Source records
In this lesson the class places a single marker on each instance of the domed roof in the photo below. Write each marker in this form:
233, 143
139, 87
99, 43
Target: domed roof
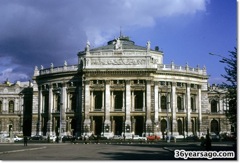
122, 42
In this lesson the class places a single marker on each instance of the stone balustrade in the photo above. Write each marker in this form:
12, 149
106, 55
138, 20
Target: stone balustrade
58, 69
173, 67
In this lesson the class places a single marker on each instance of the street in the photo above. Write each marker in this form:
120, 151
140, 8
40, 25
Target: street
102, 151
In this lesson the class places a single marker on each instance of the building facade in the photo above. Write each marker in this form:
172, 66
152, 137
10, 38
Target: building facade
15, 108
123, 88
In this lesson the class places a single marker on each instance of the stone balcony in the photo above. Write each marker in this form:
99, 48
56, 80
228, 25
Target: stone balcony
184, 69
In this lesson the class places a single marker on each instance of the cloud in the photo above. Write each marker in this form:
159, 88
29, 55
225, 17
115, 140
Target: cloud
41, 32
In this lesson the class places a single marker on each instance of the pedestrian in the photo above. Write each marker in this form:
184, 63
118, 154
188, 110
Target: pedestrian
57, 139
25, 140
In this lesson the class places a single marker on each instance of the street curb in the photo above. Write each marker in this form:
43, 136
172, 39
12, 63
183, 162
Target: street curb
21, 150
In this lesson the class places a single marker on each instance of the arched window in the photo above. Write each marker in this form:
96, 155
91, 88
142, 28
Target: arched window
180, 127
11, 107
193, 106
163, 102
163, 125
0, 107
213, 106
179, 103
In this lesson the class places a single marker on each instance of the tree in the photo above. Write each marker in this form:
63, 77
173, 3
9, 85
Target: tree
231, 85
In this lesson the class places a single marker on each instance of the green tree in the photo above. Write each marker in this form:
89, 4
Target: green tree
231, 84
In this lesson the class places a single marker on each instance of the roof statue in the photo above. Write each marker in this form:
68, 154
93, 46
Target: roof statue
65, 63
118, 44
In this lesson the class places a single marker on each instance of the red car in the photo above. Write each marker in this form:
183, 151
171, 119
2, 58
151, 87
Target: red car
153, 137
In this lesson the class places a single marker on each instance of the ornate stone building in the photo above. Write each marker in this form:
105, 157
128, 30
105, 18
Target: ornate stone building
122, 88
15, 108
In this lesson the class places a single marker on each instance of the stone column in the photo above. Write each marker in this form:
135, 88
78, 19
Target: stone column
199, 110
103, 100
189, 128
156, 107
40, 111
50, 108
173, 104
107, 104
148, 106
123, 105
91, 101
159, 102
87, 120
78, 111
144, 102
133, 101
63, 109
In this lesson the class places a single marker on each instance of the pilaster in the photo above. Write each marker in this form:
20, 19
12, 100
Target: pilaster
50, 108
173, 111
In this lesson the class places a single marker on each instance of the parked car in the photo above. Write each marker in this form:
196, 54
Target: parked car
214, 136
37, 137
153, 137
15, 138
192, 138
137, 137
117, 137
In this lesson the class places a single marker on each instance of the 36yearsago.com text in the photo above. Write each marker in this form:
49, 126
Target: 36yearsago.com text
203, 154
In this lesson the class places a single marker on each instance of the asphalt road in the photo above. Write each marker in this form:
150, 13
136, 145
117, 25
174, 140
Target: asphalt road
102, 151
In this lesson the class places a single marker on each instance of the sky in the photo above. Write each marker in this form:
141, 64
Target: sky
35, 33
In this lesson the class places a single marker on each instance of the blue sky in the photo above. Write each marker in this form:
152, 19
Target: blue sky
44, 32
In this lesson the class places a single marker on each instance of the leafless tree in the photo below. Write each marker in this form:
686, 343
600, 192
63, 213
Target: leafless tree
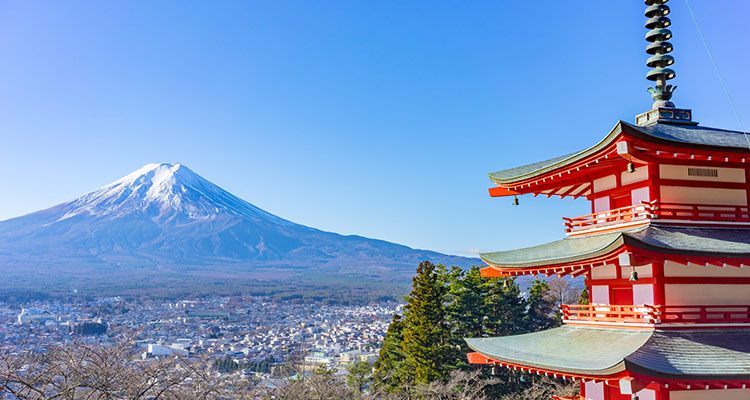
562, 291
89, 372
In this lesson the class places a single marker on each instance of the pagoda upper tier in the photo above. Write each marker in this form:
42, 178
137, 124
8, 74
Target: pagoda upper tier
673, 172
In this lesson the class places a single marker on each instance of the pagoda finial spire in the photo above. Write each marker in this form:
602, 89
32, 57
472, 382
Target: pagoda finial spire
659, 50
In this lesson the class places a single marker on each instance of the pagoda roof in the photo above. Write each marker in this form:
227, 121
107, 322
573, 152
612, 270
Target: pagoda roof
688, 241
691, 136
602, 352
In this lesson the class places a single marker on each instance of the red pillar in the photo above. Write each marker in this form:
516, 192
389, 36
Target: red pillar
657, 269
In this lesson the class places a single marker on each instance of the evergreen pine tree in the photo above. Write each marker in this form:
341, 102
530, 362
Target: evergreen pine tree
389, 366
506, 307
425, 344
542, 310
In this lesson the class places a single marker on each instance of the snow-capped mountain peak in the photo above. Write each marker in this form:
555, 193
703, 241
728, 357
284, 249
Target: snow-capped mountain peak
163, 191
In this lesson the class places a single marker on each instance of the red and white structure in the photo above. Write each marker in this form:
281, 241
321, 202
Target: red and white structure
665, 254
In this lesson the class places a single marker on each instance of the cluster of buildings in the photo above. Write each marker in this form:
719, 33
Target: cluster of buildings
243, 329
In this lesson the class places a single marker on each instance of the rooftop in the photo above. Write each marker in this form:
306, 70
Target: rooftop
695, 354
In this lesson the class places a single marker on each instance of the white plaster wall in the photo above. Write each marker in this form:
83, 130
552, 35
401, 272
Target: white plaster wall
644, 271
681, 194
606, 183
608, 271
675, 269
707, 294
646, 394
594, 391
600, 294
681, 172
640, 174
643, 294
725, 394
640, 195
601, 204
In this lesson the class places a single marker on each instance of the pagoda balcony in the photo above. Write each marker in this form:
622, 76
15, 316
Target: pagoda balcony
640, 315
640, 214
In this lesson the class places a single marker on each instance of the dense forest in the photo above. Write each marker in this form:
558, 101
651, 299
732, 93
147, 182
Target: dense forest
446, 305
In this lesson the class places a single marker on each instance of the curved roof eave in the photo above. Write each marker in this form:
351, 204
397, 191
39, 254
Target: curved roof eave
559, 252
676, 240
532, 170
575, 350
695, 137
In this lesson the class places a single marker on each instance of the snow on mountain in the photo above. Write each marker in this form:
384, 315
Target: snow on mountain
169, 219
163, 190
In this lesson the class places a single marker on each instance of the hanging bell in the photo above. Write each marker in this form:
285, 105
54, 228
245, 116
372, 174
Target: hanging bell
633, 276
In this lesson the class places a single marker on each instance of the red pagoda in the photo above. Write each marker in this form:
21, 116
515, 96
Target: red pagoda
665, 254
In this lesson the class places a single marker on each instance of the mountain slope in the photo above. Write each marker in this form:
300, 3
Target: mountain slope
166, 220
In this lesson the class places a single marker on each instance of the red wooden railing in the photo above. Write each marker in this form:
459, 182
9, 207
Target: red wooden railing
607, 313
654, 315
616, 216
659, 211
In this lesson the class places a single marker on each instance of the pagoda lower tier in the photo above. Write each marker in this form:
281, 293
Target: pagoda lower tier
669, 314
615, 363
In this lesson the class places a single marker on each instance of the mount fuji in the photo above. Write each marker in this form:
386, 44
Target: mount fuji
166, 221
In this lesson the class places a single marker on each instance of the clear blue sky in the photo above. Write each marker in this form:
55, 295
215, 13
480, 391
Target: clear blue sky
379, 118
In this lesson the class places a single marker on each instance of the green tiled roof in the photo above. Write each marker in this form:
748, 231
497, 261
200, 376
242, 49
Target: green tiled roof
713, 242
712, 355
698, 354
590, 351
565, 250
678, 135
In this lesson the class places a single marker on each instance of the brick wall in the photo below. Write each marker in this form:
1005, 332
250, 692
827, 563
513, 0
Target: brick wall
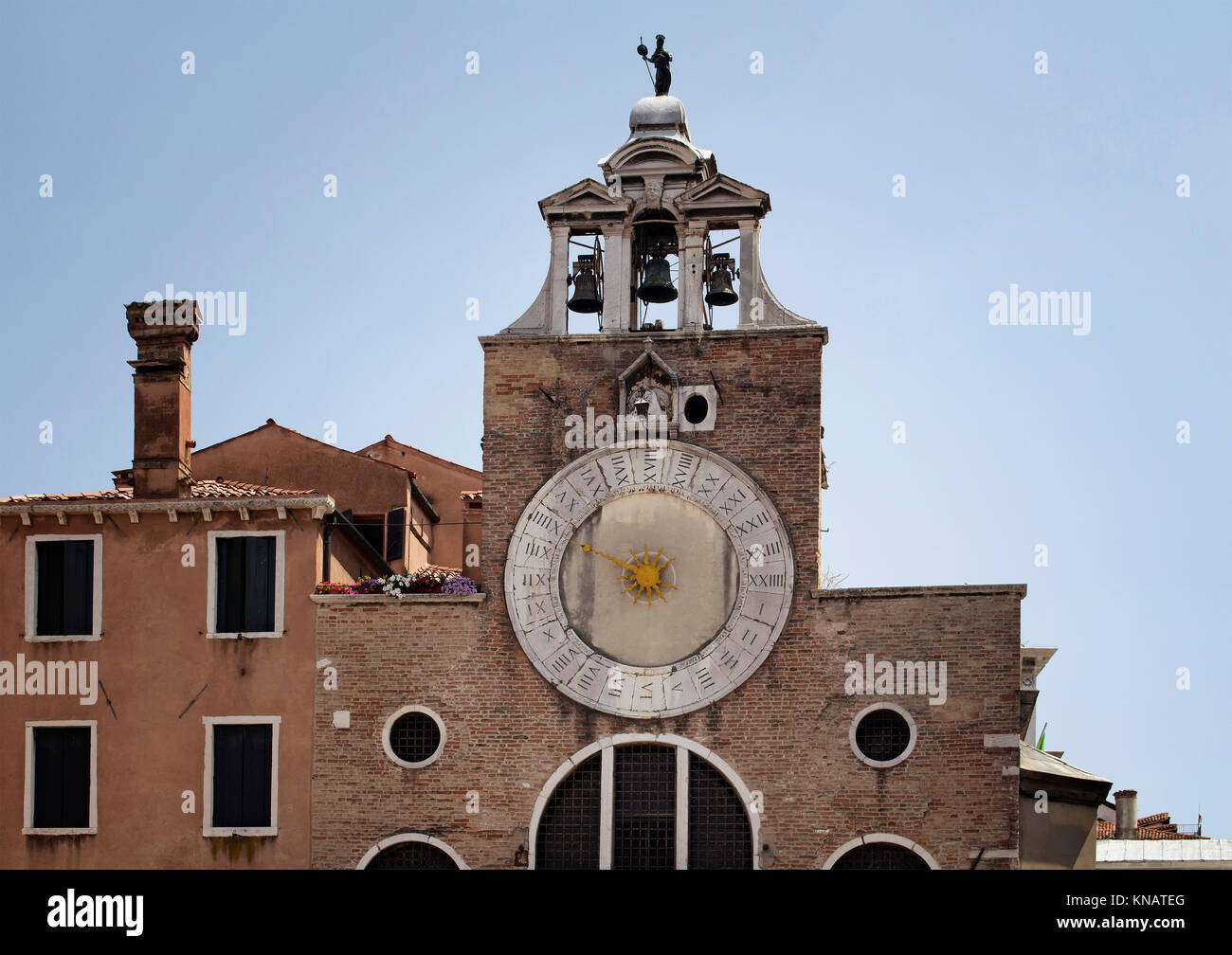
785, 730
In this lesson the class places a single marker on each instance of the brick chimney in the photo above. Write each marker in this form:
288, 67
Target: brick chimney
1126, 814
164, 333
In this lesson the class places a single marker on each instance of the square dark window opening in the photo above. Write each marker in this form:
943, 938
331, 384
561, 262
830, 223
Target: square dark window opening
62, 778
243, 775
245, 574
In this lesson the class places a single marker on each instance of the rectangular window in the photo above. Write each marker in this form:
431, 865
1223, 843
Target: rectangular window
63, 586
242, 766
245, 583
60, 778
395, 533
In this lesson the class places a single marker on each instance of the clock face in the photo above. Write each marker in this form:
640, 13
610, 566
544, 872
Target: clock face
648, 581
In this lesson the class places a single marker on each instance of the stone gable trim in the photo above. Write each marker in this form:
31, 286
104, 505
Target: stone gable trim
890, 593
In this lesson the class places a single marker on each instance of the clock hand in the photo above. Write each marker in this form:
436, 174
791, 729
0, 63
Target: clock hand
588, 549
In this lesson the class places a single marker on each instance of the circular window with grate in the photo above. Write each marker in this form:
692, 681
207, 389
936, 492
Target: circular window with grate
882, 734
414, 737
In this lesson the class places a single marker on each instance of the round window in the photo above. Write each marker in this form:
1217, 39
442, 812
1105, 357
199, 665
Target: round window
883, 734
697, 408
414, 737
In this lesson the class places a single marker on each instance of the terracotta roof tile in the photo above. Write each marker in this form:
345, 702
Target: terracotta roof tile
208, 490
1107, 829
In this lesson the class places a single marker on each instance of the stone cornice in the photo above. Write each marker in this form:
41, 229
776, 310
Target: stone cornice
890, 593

▶ _Task description_: Pick out and copy the lines of the entries that hold the string "below".

▶ _Task output_:
In this lesson the class places a single marker on each instance of the domed roof in the photo below. Write each marker in this form:
In this lesson the class places a single marker on each instance of the leafless tree in the photo below. Write each marker in this form:
In this lesson the class places a single marker on each instance of the brick wall in the photo below. Write each marker in this form:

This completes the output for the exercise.